SOURCE DATA
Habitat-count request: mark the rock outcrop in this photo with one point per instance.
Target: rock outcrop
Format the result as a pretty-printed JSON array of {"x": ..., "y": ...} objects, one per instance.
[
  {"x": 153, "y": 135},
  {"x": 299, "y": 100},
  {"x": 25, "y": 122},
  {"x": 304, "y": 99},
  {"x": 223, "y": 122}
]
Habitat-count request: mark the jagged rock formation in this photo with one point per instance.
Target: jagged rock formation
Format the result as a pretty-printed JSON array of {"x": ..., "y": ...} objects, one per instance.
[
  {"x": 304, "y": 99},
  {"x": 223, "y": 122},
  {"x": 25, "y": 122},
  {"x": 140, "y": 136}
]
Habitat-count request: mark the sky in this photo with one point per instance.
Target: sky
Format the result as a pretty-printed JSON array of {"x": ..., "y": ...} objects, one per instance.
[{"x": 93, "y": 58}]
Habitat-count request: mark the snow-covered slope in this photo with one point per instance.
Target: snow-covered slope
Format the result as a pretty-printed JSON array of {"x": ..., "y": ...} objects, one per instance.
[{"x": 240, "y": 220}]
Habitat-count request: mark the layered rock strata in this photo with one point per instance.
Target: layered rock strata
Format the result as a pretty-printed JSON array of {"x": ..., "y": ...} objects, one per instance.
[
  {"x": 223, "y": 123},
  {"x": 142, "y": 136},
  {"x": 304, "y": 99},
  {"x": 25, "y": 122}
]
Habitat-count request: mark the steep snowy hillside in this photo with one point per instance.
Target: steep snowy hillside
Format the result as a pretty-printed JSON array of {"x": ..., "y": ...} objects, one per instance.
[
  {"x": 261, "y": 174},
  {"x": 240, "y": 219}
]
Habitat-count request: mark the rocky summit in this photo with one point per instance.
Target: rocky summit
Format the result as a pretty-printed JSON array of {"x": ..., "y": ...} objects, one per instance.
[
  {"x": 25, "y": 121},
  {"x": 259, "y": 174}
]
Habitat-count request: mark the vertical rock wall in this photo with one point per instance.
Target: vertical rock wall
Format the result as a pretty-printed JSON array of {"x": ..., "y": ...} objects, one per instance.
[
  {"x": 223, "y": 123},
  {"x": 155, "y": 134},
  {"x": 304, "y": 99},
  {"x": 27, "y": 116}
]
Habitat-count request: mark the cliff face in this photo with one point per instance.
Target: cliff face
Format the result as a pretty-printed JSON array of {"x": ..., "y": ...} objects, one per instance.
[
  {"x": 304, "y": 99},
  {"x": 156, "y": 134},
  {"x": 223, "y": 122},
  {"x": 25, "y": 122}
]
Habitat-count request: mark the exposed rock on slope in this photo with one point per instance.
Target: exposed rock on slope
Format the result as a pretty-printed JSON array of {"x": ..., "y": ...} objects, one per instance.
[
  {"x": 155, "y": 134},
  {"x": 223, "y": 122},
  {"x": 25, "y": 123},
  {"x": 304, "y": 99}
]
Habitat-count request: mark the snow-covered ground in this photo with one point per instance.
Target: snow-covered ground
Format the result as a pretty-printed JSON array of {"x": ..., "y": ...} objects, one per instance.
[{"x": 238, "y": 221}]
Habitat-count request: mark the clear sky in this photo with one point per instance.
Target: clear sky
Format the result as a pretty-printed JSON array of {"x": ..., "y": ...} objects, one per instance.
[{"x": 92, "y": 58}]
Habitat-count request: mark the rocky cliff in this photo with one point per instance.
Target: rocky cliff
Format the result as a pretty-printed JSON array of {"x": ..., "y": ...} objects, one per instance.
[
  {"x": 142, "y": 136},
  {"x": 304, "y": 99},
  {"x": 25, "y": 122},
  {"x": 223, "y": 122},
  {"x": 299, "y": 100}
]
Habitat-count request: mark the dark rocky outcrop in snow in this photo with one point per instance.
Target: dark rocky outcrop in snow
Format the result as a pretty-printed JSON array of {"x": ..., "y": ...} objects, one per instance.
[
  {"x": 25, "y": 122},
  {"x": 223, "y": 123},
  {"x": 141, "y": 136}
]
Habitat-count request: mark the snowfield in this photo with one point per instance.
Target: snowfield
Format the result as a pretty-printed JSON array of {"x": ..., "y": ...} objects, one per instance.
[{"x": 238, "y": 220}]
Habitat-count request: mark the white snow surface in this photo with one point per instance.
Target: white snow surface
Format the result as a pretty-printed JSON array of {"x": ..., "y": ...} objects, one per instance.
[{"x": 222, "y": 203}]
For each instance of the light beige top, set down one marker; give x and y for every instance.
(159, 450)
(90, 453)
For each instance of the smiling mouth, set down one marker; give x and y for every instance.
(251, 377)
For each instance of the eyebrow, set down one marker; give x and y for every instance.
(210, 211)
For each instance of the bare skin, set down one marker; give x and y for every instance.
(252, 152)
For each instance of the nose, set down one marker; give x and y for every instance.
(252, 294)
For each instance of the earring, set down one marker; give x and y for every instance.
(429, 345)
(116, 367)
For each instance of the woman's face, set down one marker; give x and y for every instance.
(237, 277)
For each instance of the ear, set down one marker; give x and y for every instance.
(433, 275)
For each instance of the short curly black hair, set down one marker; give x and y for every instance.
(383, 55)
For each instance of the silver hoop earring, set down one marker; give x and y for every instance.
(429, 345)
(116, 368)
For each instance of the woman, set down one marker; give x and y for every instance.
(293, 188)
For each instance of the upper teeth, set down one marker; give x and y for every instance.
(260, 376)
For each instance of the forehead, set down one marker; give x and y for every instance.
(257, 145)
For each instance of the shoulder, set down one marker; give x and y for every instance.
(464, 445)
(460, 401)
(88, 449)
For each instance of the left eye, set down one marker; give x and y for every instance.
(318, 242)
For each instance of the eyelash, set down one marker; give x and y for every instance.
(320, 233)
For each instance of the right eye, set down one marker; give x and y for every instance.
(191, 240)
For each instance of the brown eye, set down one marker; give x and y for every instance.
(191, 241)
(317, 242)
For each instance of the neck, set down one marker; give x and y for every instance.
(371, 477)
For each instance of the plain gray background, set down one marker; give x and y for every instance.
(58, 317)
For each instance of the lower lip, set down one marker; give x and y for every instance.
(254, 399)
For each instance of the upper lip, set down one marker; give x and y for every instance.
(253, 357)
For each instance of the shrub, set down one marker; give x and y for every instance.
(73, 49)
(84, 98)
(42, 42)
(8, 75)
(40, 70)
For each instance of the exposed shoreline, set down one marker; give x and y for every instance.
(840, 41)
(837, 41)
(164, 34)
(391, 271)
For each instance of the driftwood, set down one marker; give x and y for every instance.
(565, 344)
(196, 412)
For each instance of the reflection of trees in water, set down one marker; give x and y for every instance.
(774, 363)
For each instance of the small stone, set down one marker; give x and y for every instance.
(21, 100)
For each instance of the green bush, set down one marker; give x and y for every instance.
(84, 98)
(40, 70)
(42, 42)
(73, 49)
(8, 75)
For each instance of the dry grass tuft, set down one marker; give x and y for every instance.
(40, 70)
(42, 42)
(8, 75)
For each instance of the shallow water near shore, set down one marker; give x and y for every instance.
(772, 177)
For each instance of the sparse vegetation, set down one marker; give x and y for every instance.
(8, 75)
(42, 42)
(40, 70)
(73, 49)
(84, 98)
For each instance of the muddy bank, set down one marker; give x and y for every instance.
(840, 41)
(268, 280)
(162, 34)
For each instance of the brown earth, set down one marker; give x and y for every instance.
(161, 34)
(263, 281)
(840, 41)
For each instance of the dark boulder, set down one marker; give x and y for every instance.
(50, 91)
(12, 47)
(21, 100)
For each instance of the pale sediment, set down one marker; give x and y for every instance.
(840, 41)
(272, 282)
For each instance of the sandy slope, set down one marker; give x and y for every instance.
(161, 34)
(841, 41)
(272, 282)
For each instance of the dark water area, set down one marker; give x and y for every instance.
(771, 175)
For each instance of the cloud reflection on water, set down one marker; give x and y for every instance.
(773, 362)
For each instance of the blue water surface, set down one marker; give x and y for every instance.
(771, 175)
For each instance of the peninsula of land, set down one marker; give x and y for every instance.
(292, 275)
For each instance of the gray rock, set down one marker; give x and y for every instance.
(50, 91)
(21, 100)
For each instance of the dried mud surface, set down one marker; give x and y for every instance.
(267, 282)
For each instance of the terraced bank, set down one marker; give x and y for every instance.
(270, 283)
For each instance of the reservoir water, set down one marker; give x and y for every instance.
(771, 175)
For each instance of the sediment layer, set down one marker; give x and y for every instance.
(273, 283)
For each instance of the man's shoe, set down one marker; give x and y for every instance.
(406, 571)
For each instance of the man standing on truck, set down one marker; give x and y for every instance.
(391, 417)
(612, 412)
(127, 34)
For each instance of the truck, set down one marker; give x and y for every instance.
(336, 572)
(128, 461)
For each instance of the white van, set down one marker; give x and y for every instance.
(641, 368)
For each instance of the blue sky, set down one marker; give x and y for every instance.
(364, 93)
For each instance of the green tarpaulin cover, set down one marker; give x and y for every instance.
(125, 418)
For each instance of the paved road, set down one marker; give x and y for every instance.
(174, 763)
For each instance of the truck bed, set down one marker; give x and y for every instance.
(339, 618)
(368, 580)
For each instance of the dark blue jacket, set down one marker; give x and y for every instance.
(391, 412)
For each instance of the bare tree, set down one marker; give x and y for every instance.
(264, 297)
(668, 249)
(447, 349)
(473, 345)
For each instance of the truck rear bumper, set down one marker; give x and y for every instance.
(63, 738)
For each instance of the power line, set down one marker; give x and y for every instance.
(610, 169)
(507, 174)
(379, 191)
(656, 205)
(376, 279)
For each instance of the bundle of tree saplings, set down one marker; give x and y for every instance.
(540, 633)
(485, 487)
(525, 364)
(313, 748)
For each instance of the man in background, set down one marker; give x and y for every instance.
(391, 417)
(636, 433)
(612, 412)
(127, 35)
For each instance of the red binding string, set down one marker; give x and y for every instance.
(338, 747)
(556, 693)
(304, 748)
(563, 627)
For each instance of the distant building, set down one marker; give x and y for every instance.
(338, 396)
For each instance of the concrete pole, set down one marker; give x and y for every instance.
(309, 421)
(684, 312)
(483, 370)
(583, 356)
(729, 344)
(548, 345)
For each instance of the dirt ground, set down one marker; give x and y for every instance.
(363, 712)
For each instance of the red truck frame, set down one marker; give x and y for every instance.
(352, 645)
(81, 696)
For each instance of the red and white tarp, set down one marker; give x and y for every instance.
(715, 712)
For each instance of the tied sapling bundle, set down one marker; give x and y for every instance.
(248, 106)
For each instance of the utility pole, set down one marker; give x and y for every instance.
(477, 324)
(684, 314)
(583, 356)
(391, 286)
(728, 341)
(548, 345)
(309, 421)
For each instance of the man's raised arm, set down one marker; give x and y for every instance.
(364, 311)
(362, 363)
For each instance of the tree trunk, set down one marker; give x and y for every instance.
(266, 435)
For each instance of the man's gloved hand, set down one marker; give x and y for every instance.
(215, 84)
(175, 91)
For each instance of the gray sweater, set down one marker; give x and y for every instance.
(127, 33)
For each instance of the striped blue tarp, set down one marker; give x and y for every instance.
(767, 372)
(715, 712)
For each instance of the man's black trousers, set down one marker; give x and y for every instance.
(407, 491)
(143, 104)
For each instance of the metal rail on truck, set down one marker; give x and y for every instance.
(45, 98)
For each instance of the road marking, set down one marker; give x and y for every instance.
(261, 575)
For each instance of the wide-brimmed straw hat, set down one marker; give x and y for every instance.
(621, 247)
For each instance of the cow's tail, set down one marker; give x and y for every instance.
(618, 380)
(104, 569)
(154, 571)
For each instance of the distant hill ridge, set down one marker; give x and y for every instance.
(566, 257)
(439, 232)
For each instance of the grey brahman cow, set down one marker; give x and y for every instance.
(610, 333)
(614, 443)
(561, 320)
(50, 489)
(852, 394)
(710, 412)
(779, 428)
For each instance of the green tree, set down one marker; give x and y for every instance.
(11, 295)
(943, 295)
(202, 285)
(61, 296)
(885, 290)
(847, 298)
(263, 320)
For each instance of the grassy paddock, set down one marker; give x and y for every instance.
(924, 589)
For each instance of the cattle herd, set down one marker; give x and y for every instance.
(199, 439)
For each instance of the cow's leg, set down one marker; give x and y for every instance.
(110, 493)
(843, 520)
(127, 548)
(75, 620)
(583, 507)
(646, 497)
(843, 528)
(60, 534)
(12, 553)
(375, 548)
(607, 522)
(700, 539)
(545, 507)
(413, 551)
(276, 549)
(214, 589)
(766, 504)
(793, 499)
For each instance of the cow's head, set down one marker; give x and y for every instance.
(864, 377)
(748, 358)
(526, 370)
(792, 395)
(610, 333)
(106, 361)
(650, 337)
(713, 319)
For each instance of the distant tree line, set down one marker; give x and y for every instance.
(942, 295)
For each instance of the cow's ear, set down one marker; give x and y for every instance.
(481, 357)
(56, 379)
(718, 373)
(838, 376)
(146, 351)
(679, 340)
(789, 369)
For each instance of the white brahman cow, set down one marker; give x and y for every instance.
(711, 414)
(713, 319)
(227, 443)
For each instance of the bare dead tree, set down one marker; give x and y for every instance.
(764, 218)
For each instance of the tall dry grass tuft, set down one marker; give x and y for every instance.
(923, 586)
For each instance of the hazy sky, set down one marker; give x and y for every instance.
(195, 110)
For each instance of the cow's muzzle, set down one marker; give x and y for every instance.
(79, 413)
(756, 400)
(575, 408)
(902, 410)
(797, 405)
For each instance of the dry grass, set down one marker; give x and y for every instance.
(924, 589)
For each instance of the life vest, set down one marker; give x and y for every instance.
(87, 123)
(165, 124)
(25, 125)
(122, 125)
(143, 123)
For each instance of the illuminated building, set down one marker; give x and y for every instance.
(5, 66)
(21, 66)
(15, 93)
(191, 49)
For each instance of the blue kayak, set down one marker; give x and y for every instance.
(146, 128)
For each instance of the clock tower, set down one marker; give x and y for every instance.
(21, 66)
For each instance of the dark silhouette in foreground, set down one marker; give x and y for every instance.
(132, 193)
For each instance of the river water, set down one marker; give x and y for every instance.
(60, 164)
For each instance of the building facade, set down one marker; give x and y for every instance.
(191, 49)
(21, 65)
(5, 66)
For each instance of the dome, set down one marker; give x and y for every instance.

WHAT IS EXPECTED
Find "Habitat-count request: mark the dark" in the entries above and copy that whole line exactly, then each line after it through the line that contains "Habitat-count request: mark the snowfield".

TASK RESULT
Habitat-count request: mark the dark rocky outcrop in snow in this photo with one point per instance.
Target: dark rocky outcrop in snow
Format the result as a pretty-printed JSON array of {"x": ..., "y": ...} objects, one per instance.
[
  {"x": 25, "y": 122},
  {"x": 223, "y": 123},
  {"x": 141, "y": 136}
]
Habitat-count request: mark the snowfield in this photo with one point per instance.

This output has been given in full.